REQUIREMENT >> Copy out every line below, raising each x and y coordinate in the answers by 26 and leaving all other text unchanged.

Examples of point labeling
=======

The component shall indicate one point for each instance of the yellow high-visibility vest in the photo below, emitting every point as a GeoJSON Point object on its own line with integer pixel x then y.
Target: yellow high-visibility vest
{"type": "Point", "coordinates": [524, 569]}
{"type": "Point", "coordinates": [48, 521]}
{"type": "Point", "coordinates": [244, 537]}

=======

SOLVED PROBLEM >>
The component shall indicate one point for each instance of the yellow high-visibility vest in the photo below, emitting every point as a GeoJSON Point object on its own line with integer pixel x then y.
Target: yellow high-visibility vest
{"type": "Point", "coordinates": [550, 595]}
{"type": "Point", "coordinates": [74, 547]}
{"type": "Point", "coordinates": [270, 563]}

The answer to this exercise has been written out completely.